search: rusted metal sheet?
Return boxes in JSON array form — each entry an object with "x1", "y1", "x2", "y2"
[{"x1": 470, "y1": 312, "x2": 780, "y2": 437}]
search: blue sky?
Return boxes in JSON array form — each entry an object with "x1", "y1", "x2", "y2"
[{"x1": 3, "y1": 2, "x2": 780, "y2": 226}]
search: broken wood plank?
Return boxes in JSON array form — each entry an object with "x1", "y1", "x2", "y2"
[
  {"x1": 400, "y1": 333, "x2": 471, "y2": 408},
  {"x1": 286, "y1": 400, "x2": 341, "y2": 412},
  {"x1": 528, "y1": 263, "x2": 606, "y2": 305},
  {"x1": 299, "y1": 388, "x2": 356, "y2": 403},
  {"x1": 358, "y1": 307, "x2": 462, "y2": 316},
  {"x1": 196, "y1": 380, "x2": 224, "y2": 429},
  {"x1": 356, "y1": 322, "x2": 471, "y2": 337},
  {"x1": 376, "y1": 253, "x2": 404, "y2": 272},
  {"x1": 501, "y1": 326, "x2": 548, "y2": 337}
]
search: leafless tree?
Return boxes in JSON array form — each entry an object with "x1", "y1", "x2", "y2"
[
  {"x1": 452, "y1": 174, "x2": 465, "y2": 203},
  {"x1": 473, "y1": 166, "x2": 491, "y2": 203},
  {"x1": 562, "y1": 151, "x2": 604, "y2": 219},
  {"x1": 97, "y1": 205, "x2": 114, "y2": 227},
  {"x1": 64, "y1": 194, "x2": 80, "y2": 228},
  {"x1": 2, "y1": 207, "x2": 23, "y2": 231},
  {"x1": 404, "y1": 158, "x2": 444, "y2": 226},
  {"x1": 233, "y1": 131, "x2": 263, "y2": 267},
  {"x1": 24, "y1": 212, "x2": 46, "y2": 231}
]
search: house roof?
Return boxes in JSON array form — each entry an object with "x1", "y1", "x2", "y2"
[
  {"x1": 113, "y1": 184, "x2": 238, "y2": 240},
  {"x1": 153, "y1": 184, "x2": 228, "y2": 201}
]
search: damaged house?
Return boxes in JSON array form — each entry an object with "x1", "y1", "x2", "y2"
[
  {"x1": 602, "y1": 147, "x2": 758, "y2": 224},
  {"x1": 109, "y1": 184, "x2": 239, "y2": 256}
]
* * *
Starting at the first line and ending at the last, retype the entries above.

search: rusted metal sheet?
Return boxes in JSON array form — each entry an object with "x1", "y1", "x2", "y2"
[{"x1": 470, "y1": 312, "x2": 780, "y2": 437}]
search: blue sky?
Return boxes in JSON array form — each entry an object with "x1", "y1", "x2", "y2"
[{"x1": 3, "y1": 2, "x2": 780, "y2": 226}]
search: broken wood plank?
Return boxes in JSON array form — each entry an object with "x1", "y1", "x2", "y2"
[
  {"x1": 400, "y1": 333, "x2": 471, "y2": 408},
  {"x1": 286, "y1": 400, "x2": 341, "y2": 412},
  {"x1": 528, "y1": 263, "x2": 606, "y2": 305},
  {"x1": 299, "y1": 388, "x2": 356, "y2": 403},
  {"x1": 358, "y1": 307, "x2": 462, "y2": 316},
  {"x1": 196, "y1": 380, "x2": 224, "y2": 429},
  {"x1": 356, "y1": 322, "x2": 471, "y2": 337},
  {"x1": 376, "y1": 253, "x2": 404, "y2": 272},
  {"x1": 501, "y1": 326, "x2": 548, "y2": 337}
]
search: leafless tree?
Return boxes in JSON array form — each entry an object with "x1", "y1", "x2", "y2"
[
  {"x1": 452, "y1": 174, "x2": 465, "y2": 203},
  {"x1": 473, "y1": 166, "x2": 491, "y2": 203},
  {"x1": 562, "y1": 151, "x2": 604, "y2": 219},
  {"x1": 97, "y1": 205, "x2": 114, "y2": 227},
  {"x1": 64, "y1": 194, "x2": 80, "y2": 228},
  {"x1": 2, "y1": 207, "x2": 23, "y2": 231},
  {"x1": 404, "y1": 158, "x2": 444, "y2": 226},
  {"x1": 233, "y1": 131, "x2": 263, "y2": 267},
  {"x1": 24, "y1": 212, "x2": 46, "y2": 231}
]
search: house roof?
Return boxes in JSON array form — each entry an object with "x1", "y1", "x2", "y2"
[
  {"x1": 113, "y1": 184, "x2": 238, "y2": 240},
  {"x1": 153, "y1": 184, "x2": 228, "y2": 201}
]
search: damaged house?
Return boxes in JSON array form — each entry an object with "x1", "y1", "x2", "y2"
[
  {"x1": 602, "y1": 147, "x2": 758, "y2": 224},
  {"x1": 109, "y1": 184, "x2": 239, "y2": 256}
]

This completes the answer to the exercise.